Objective: Put every line of all the items below into a numbered list, leaving out any blank lines.

:: Dataset records

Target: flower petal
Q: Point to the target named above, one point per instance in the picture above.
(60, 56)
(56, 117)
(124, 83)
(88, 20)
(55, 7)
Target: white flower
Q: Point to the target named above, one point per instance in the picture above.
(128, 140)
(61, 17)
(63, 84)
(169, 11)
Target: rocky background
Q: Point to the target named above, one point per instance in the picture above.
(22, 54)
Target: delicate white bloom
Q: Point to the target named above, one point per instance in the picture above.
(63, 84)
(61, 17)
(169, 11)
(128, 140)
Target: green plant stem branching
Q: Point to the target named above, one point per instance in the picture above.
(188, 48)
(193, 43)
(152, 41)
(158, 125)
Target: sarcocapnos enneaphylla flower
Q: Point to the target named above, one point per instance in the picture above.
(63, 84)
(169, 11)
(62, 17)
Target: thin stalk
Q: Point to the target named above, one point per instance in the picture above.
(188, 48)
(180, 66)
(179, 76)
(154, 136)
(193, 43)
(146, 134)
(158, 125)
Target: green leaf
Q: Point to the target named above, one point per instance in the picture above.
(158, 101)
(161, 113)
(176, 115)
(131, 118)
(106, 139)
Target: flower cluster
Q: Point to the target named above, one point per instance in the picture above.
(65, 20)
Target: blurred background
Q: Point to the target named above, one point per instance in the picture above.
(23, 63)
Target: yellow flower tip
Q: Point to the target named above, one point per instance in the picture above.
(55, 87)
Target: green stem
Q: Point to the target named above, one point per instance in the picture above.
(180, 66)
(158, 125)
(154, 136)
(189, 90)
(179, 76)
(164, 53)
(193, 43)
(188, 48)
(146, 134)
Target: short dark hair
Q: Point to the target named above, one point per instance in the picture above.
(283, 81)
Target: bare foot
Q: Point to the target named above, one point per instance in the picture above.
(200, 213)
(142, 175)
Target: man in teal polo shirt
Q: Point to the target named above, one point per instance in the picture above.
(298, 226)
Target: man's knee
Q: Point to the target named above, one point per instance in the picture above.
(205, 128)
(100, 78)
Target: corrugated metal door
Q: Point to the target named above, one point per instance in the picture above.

::::

Result of the task:
1. Target: flower petal
2. Q: Point to the target named above, one point per instance in the picture above.
3. (60, 56)
4. (56, 117)
5. (124, 83)
6. (88, 20)
7. (55, 7)
8. Target: white flower
9. Q: Point to the target named above, one point per instance in the picture above.
10. (128, 140)
11. (61, 17)
12. (63, 84)
13. (169, 11)
14. Target: rocky background
15. Q: Point to the target named above, one point per instance in the picture above.
16. (22, 54)
17. Target: delicate white bloom
18. Q: Point to the target named above, one point per instance in the picture above.
19. (63, 84)
20. (61, 17)
21. (169, 11)
22. (128, 140)
23. Target: green plant stem branching
24. Q: Point to the target named above, one point per instance in the picture above.
25. (188, 48)
26. (193, 43)
27. (152, 41)
28. (158, 125)
29. Target: sarcocapnos enneaphylla flower
30. Q: Point to the target named above, one point per instance in the picture above.
31. (63, 84)
32. (169, 11)
33. (62, 17)
34. Target: thin stalk
35. Q: Point to the target named above, one point per instance in the picture above.
36. (188, 48)
37. (180, 66)
38. (179, 76)
39. (154, 136)
40. (193, 43)
41. (146, 134)
42. (158, 125)
43. Target: green leaf
44. Q: Point to the target named above, one point per instance in the picture above.
45. (158, 101)
46. (161, 113)
47. (176, 115)
48. (131, 118)
49. (106, 139)
50. Target: flower cluster
51. Q: Point to the target named above, one point per instance in the picture above.
52. (65, 20)
53. Target: blurred background
54. Q: Point to the target named above, one point per instance in the picture above.
55. (23, 63)
56. Target: yellow flower tip
57. Q: Point to the target named above, one point per instance in the picture above.
58. (55, 87)
59. Target: green stem
60. Q: Point to the target named above, one point per instance in the picture above.
61. (180, 66)
62. (158, 125)
63. (154, 136)
64. (189, 90)
65. (179, 76)
66. (164, 53)
67. (193, 43)
68. (188, 48)
69. (146, 134)
70. Target: short dark hair
71. Q: Point to the target named above, one point per instance in the picture above.
72. (283, 81)
73. Target: bare foot
74. Q: Point to the target named above, one point per instance in the picture above.
75. (200, 213)
76. (142, 175)
77. Target: man in teal polo shirt
78. Q: Point to the target named above, one point per instance in the picture above.
79. (298, 226)
80. Target: man's knee
81. Q: Point to the target named above, one point per instance in the picture above.
82. (205, 128)
83. (100, 78)
84. Target: corrugated metal door
85. Q: Point to the target named above, one point per instance in the picture above.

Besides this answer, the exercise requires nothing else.